**Supplied text**
▼

At first glance it is intimidating, but the trick was hitting it at enough speed so that your momentum would allow you to carry the rock, while simultaneously lifting your bars so as to minimize the impact and keeping you from just bouncing off it onto the ground in a heap. A little tricky but not that bad. As soon as you were over the rock, everything changed. Now we were on the Vortex trail, a rocky, up and down trail winding around the outer wall of the rock quarry.

Short, steep climbs, on loose, rocky terrain, generally with a tight switchback at each end. The switchbacks ensured the maximum suffering because they prevented you from developing any real speed to assist you in the next climb. Besides the constant ups and downs on very rough and rocky trail, there were a number of obstacles scattered randomly throughout to make things even more challenging.

santosOne such obstacle was between mile three and four. The trail climbed a steep and rocky ascent, made a left turn through a short and mild rock garden, jumped a ten inch ledge onto a pile of jagged rocks, weaved between two of the larger ones, turned about 120 degrees to the right while going down a pile of basketball sized jagged rocks onto the rock floor of the trail below. Although I had safely navigated it twice the day before, the third time I was not so lucky.

▲

**Exercises**
a - In the mountain biking passage, which trail did the riders reach once they were over the rock?
b - Write the next part of the mountain biking passage, starting after its final sentence.
The entries after this point are separate material, unconnected to the mountain biking passage.

**Record list**
▼

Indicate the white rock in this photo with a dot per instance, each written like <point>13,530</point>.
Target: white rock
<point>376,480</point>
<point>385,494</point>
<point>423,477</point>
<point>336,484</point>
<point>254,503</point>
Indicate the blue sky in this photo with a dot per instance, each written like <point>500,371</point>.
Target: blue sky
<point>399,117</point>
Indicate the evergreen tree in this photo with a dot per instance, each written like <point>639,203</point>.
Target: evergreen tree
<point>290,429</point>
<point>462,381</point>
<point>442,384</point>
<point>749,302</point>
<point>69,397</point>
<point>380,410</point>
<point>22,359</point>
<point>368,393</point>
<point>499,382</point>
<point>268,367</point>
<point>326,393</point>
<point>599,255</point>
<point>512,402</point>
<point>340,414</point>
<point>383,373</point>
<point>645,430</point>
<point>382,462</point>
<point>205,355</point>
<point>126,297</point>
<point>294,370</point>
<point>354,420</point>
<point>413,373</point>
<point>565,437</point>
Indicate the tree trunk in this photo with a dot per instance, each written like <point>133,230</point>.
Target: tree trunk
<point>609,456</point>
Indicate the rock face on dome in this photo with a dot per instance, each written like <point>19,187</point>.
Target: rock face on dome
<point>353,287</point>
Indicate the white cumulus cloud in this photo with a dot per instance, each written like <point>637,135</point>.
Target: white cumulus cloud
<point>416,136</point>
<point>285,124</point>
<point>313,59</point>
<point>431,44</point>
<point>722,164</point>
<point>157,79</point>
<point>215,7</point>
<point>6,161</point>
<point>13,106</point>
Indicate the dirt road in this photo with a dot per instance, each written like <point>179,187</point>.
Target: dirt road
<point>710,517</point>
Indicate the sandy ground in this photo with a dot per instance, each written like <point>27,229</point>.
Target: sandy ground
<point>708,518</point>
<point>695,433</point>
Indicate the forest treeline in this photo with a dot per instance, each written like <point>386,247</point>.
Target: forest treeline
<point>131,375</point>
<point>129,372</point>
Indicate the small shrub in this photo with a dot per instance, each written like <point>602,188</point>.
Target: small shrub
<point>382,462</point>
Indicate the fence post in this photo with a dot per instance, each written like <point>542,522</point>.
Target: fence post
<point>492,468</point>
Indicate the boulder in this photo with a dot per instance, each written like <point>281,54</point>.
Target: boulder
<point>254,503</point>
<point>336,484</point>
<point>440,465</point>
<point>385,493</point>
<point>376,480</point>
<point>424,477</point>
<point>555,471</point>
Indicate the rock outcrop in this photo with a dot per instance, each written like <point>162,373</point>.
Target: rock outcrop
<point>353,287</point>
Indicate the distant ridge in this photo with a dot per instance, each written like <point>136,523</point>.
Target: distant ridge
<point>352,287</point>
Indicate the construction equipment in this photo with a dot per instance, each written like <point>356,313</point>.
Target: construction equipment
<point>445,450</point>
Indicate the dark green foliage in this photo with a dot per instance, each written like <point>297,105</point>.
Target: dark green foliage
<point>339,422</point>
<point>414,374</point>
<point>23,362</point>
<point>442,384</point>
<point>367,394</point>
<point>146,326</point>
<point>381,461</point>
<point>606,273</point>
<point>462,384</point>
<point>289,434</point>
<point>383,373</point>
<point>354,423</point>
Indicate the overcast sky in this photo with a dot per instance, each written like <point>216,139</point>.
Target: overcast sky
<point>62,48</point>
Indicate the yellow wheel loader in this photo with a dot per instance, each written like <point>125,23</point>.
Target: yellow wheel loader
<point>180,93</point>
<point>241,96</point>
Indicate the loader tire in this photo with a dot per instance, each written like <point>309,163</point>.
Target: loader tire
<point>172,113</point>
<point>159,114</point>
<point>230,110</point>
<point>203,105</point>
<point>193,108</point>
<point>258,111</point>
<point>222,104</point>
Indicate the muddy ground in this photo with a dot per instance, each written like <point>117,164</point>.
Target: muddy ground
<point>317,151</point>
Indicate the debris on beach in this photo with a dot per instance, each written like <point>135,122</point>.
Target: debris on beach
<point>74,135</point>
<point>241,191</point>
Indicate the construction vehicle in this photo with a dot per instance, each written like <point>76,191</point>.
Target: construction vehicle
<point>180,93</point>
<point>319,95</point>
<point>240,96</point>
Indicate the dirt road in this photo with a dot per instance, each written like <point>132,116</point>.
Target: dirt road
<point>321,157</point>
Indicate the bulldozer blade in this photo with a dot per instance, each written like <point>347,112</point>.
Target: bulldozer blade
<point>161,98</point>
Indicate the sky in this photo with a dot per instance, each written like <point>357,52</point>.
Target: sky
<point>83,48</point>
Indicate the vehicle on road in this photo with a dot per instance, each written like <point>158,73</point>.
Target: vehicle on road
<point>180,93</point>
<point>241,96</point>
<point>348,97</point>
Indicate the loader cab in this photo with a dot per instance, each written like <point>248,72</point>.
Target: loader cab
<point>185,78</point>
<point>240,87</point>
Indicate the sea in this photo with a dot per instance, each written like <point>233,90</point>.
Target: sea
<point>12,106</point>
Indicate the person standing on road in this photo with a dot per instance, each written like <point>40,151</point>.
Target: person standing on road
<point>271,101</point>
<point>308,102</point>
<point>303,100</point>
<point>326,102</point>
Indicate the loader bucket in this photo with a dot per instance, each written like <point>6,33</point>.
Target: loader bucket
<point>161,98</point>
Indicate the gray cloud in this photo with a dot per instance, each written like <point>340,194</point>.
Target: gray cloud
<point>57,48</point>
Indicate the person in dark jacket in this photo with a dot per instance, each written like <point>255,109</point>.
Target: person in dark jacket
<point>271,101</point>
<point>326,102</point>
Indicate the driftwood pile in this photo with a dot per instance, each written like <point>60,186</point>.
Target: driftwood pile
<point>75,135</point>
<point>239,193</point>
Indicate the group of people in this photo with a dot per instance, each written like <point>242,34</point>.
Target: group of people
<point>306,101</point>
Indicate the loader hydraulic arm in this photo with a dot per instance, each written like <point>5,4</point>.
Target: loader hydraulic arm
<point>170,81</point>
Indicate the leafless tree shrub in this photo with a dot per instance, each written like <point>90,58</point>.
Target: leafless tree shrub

▲

**Expected responses**
a - The Vortex trail, a rocky, up and down trail winding around the outer wall of the rock quarry.

b -
In my short mountain biking experience, when it comes to falling, I am truly an expert. Ask around. Or look at the pictures. As many of you know, my legs and arms are forever covered with the latest trophies indicating my superior falling abilities. On three previous occasions, I’ve cracked ribs while taking dives over the handlebars. They say that practice makes perfect, and… well given all the practice, I’d say I’m a regular sensei in the art of falling off a bike.

I have learned in my vast experience, that there are basically only two types of falls: the “slow-motion-life-before-your-eyes” fall and the “what-the-heck-just-happened” fall. Let me give you an example of each. A week ago Friday I was pre-riding the Bouldergeist course at San-Lee park in Sanford, NC. I had already won the “idiot of the day” award by somehow bringing my road shoes instead of my mountain bike shoes. Because the cleats are theoretically the same, I decided that since I had driven an hour to meet up with several other riders, I would go ahead and try to ride with the road shoes.

Good call, Matt! I hadn’t ridden a mile down the trail before I came to a sharp, gravelly, uphill, switchback, only because of the gear choice I was running, I didn’t have enough momentum to carry the corner and I stalled out mid-climb. I tried to unclip my pedal and to my surprise, the cleat wouldn’t let go. There I was, doing a track stand leaning inside and slowly, ever so slowly, I came crashing down on my right side, sliding off the trail into a ravine, with the attached mountain bike following me down and landing on me.

The fall seemed like it took an eternity and I was able to ponder the many errors of my ride as I ever so slowly crashed and slid down into a heap. This is a textbook example of the “slow-motion-life-before-your-eyes fall” and it was flawlessly executed. My fall during yesterday’s Santos race was the other type of fall. Allow me to paint you a picture.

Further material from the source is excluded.